## Problemas e tarefas
[1] Traduza para inglês a seguinte frase do texto sobre o jogo entre o Belenenses SAD e o Benfica: "Rui Pedro Soares, máximo responsável da Belenenses SAD, anunciou também, no começo da tarde anterior ao jogo, não ter pedido o adiamento do embate."
[2] Retome o texto sobre o jogo entre o Belenenses SAD e o Benfica a partir do ponto em que termina.

======== Texto do exercício ========

As horas anteriores ao duelo ficaram marcadas pela incerteza. Soube-se que havia um surto de Covid-19 na Belenenses SAD, com 17 casos - afetando 14 futebolistas - confirmados na manhã do dia do encontro. Cafu Phete, internacional pela África do Sul, regressou do seu país na quinta-feira, 18 de novembro, e o presidente da Belenenses SAD afirmou "ter de ser considerada" a hipótese de se tratar da nova estirpe do vírus, acrescentando uma nova preocupação à situação.
Rui Pedro Soares, máximo responsável da Belenenses SAD, anunciou também, no começo da tarde anterior ao jogo, não ter pedido o adiamento do embate. À medida que a hora marcada para o apito inicial se ia aproximando, ficou evidente que, no Jamor, se viveria um episódio triste.
O presidente da Belenenses SAD havia dito que o seu plantel tinha 38 jogadores e que "confiava em todos", mesmo que os testes PCR feitos durante a tarde trouxessem mais positivos ou houvesse mais atletas a serem obrigados a realizar isolamento profilático pelas autoridades. E foi isso que aconteceu.
Poucos minutos antes do arranque do jogo, surgiu a notícia: o Belenenses SAD entraria em campo com nove jogadores, entre os quais dois guarda-redes e só três futebolistas que já tinham somado minutos na I Liga na presente temporada. E foi assim, sem qualquer treinador no banco, que a equipa da casa disputou o "jogo".
Se a mera fotografia prévia ao apito inicial já funcionaria como postal de vergonha internacional para o futebol luso, o que se sucedeu nos minutos seguintes acentuou essa triste imagem. Nove bravos jogadores do Belenenses SAD a sofrerem perante uma situação na qual eles eram os menos culpados, num "jogo" que nunca foi um jogo.
Antes do primeiro minuto já o Benfica estava na frente, graças a um auto-golo de Kau, e à medida que o tempo ia passando a vantagem dos visitantes foi-se ampliando de maneira natural.
Perante uma equipa da casa sem treinador no banco, com seis futebolistas a estrearam-se na I Liga nesta temporada e um guarda-redes como jogador de campo, Darwin fez três golos, Seferovic dois - um de penálti - e Weigl também somou um tento.

======== Dados apresentados ========

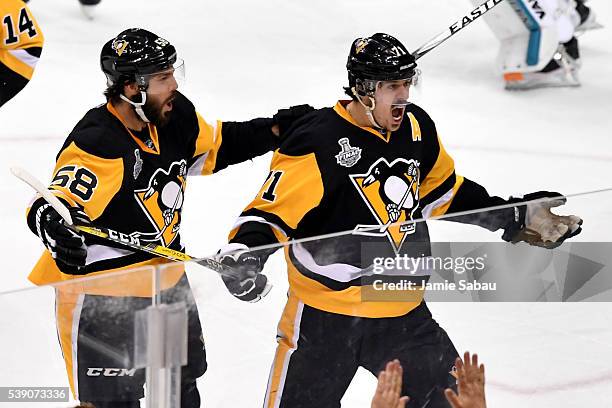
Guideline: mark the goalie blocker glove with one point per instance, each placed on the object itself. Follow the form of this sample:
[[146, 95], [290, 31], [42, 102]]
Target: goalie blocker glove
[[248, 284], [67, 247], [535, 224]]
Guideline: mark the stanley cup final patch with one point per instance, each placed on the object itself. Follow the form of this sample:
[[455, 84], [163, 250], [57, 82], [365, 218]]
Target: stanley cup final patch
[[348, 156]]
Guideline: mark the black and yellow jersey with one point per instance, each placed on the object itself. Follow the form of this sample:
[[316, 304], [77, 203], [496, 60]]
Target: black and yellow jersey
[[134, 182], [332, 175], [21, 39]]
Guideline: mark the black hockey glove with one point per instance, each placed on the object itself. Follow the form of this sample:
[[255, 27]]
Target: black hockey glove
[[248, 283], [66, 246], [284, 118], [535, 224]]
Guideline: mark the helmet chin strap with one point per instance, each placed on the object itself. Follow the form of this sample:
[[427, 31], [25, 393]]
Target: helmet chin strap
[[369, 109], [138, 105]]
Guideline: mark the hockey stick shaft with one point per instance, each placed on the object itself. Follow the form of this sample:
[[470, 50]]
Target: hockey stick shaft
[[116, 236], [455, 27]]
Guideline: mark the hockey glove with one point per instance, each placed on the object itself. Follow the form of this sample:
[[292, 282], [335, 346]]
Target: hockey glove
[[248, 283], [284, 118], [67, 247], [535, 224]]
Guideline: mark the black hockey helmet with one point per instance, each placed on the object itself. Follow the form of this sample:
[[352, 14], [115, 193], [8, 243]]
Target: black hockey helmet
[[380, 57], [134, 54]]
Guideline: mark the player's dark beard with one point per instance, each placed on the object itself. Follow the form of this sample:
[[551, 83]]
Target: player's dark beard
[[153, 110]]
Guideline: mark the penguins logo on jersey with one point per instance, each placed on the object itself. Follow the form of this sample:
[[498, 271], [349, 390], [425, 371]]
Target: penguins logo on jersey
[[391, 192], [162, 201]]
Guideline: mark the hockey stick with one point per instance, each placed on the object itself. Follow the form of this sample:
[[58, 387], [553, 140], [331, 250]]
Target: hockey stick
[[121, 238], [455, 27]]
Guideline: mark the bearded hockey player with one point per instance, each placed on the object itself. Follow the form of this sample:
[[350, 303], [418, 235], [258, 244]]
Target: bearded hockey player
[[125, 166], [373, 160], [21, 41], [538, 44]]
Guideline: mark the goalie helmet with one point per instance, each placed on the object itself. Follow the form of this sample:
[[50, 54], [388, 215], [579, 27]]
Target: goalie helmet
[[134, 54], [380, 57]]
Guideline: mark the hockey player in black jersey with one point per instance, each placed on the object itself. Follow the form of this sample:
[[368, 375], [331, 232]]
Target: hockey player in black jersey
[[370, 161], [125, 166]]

========

## Respostas por item
[1] Rui Pedro Soares, the head of Belenenses SAD, also announced, early in the afternoon before the match, that he had not requested the postponement of the game.

[2]
Poucas vezes as balizas do mítico estádio do Jamor terão conhecido golos tão tristes, tão despidos de sentido, tão vazios de razão. Golos que, em antítese do que costumam ser, eram envergonhados episódios, constrangidos por fazerem parte de um penoso espectáculo.
Do lado de fora, jogadores do Belenenses SAD como Afonso Sousa iam manifestando a sua indignação. Rui Pedro Soares foi para os balneários em lágrimas e o intervalo foi uma espécie de pausa numa comédia trágica.
O Benfica veio para a segunda parte com cinco substituições feitas, mas a demora da equipa da casa em voltar para a etapa complementar denunciava que algo se passava. Para o segundo tempo, Calila e António Montez ficaram no balneário, só regressando sete futebolistas.
Logo após o apito do árbitro, João Monteiro chutou a bola para longe e sentou-se no relvado. Tendo de sair por lesão, o Belenenses SAD ficava abaixo do número mínimo de jogadores necessários para disputar um encontro, apitando Manuel Mota para o final ao minuto 47.
A caminho dos dois anos de começo desta pandemia, o futebol português continua sem apresentar mecanismos claros que evitem episódios nefastos. Que impeçam situações que oscilam entre o ridículo e o vergonhoso, tornando quase em comédia a tentativa de fazer desta Liga uma competição ao nível das melhores do mundo.
Após a noite do Jamor muitas culpas serão apontadas entre dirigentes sempre eficazes na arte da desresponsabilização, mas isso só servirá para fomentar um espectáculo triste transmitido em directo. No Estádio Nacional, a bola chorou, desconsolada por tantos quererem tão pouco cuidar do seu bem.